Saved entries
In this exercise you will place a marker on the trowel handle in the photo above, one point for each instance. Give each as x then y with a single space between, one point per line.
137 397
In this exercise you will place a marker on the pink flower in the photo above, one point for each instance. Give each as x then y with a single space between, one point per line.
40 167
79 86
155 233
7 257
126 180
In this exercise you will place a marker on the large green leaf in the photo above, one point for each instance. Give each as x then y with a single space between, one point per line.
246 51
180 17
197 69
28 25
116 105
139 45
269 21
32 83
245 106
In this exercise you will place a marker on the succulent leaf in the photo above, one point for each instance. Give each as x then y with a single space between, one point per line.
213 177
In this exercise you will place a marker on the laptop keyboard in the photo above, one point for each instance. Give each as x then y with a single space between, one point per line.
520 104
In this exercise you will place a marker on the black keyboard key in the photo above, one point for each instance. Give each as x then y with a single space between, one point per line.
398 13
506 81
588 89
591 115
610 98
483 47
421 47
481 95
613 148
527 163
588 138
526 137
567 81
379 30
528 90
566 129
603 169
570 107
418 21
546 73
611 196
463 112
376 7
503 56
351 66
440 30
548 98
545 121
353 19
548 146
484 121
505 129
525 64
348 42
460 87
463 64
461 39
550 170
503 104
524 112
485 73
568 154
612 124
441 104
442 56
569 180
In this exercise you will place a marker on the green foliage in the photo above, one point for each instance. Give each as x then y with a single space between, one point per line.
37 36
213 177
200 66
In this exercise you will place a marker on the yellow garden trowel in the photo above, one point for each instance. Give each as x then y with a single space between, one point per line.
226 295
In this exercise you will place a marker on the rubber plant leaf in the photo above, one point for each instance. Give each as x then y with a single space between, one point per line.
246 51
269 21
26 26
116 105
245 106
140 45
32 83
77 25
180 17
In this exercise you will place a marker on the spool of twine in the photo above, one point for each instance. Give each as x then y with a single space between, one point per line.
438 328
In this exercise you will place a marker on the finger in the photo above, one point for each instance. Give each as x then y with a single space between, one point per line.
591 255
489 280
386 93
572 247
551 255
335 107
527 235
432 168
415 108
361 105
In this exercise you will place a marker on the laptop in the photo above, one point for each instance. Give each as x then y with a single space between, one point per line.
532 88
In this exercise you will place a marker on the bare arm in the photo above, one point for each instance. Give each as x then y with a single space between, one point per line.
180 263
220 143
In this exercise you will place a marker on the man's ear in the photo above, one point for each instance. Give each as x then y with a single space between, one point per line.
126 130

## Task to complete
Exactly the lines from the one containing "In this exercise you will place a marker on the spool" to the last line of the entries above must be duplicated, with both of those lines included and nothing more.

## Task response
In this exercise you will place a marker on the spool of twine in the photo above, one point for each instance. Give each as x then y with a single space between, one point per line.
438 328
In this exercise you will place a marker on the finger in the photo above, one point for each instance. Give each as x then y with a single space between, one point per line.
591 255
489 280
386 93
572 247
551 255
335 107
527 235
432 168
415 108
361 105
In this exercise you will place a marker on the laptop in the photo above, one point for each instance. Give each as x then y with a single space between, one point per line.
532 88
In this exercise you will place a marker on the bare arm in the photo above, one point for each instance. Give each as x then y with a single space between, one point per line.
180 263
220 143
In this exercise you will place a marker on the man's ear in the photo above, one point for each instance. Give each as x then y with a single space between, one point per line.
126 130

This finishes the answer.